• _The problem_:
Go through the lines below and retype each one exactly.

Region pointing data
= Beginning of Section =

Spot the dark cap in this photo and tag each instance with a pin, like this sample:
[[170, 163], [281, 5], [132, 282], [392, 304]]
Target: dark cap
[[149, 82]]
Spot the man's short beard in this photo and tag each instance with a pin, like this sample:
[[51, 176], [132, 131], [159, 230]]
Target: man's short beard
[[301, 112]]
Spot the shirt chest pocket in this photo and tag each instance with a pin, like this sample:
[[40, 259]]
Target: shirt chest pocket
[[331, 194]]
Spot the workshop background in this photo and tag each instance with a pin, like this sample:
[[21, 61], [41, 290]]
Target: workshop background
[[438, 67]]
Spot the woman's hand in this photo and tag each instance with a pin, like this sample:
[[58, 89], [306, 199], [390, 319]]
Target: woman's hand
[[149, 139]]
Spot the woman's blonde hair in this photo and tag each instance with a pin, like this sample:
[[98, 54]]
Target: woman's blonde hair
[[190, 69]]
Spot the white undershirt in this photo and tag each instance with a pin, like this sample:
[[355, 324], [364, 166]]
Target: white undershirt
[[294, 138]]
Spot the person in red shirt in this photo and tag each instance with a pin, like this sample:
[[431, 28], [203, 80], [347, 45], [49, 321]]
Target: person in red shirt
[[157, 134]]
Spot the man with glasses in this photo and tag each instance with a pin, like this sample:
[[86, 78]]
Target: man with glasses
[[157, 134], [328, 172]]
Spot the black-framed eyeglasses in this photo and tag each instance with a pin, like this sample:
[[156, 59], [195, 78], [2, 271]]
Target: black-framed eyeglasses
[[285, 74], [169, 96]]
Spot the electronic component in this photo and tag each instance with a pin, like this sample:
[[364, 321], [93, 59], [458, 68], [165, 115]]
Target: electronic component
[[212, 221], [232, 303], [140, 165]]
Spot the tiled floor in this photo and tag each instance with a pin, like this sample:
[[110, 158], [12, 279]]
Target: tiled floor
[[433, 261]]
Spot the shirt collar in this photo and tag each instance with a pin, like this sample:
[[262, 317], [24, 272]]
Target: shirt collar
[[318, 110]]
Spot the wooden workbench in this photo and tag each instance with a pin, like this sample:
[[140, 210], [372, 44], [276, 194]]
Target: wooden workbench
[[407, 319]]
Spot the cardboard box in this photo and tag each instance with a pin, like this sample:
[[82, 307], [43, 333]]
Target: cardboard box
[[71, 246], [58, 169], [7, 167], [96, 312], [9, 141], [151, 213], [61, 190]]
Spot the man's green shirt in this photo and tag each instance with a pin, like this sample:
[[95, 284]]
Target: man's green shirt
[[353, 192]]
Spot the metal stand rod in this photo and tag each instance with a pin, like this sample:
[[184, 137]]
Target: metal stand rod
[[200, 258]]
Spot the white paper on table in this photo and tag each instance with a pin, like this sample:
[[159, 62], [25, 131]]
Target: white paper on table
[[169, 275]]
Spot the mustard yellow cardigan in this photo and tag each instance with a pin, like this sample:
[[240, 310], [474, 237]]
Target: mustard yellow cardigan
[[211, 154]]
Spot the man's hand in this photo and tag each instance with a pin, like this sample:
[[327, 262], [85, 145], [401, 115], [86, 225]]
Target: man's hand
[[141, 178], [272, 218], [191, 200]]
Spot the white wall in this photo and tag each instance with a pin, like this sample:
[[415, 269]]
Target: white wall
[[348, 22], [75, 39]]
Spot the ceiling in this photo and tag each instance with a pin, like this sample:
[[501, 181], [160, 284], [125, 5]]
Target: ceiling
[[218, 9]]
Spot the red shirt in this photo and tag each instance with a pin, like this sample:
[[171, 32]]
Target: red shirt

= End of Section =

• _Finished task_:
Spot the dark cap in this photo and tag each instance with a pin, like this sample:
[[170, 163], [281, 5], [132, 282], [392, 304]]
Target: dark cap
[[149, 82]]
Spot the man's short beard in this photo and tag each instance with a pin, like this sample:
[[51, 176], [132, 131], [159, 230]]
Target: man's short beard
[[301, 112]]
Spot the shirt chest pocket in this photo and tag each instance with a pin, like this sample:
[[40, 259]]
Target: shirt chest pocket
[[331, 194]]
Spot the workshop background in this photo and tag each instance with a pin, like this sample:
[[21, 61], [41, 290]]
Target: workshop background
[[438, 67]]
Spot the woman's hand in this photo and tag each instance with a pin, like this sample:
[[58, 89], [306, 199], [390, 319]]
Target: woman's hand
[[149, 139]]
Spot the woman's blonde hair in this photo and tag each instance with a pin, like this sample:
[[98, 54]]
Target: woman's blonde hair
[[190, 69]]
Spot the white undershirt in this photo and tag each instance with a pin, like this sample:
[[355, 324], [364, 166]]
Target: white undershirt
[[294, 138]]
Spot the person in red shirt in this photo and tag each instance with a pin, like this sample:
[[431, 28], [203, 80], [347, 45], [49, 321]]
Target: person in red shirt
[[157, 134]]
Spot the man with glasses in this photo and tag each instance with a pin, like this sample:
[[86, 78]]
Target: man with glasses
[[157, 134], [328, 172]]
Spot the black-framed eyeglasses in this photo and tag each instance with a pin, like this sample:
[[156, 59], [195, 78], [2, 271]]
Target: black-framed eyeglasses
[[285, 74], [169, 96]]
Spot the electronic component in this photo and tag each instance with a pin, like this sample:
[[364, 321], [93, 59], [458, 68], [165, 115]]
Target: electronic component
[[212, 221], [232, 303], [140, 165]]
Spot the tiled floor in this photo and tag each instance with a pin, like this sample:
[[110, 158], [12, 279]]
Target: tiled floor
[[433, 261]]
Spot the shirt collar in this photo and tag each instance with a pin, like this sample:
[[262, 317], [24, 272]]
Target: shirt collar
[[318, 110]]
Spot the wooden workbench in this photo and tag each instance with a pin, like this sample:
[[140, 210], [372, 44], [276, 194]]
Target: wooden workbench
[[407, 319]]
Spot the cardboard box in this photo and tag each instance with a pin, like this sample:
[[82, 307], [43, 333]]
Target: cardboard box
[[71, 246], [58, 169], [7, 167], [96, 312], [9, 141], [151, 213], [61, 190]]
Spot the man's green shirt in this photo and tag each instance with a pin, like this sample:
[[95, 284]]
Target: man's green shirt
[[353, 192]]
Spot the metal stand rod in this photo and tag each instance with a pin, like this sample:
[[184, 137]]
Target: metal stand rod
[[200, 258]]
Spot the white paper on table in this photo and tag each instance with a pin, like this sample:
[[159, 62], [25, 131]]
Target: white paper on table
[[169, 275]]
Spot the mustard yellow cardigan in this photo and tag each instance with a pin, like this sample:
[[240, 310], [474, 237]]
Target: mustard yellow cardigan
[[211, 154]]
Spot the man's hand in this photo and tag each instance with a pin, like this sample:
[[327, 262], [85, 145], [401, 115], [86, 225]]
Target: man's hand
[[141, 178], [272, 218], [191, 200]]
Spot the white wall in this photo and tag each instance with a pin, like this sample:
[[415, 269]]
Target: white wall
[[348, 22], [75, 39]]
Spot the ceiling in this photo and tag each instance with a pin, like this sample:
[[501, 181], [160, 284], [125, 5]]
Target: ceiling
[[218, 9]]
Spot the red shirt in this photo and tag each instance with a pin, like this sample:
[[171, 32]]
Target: red shirt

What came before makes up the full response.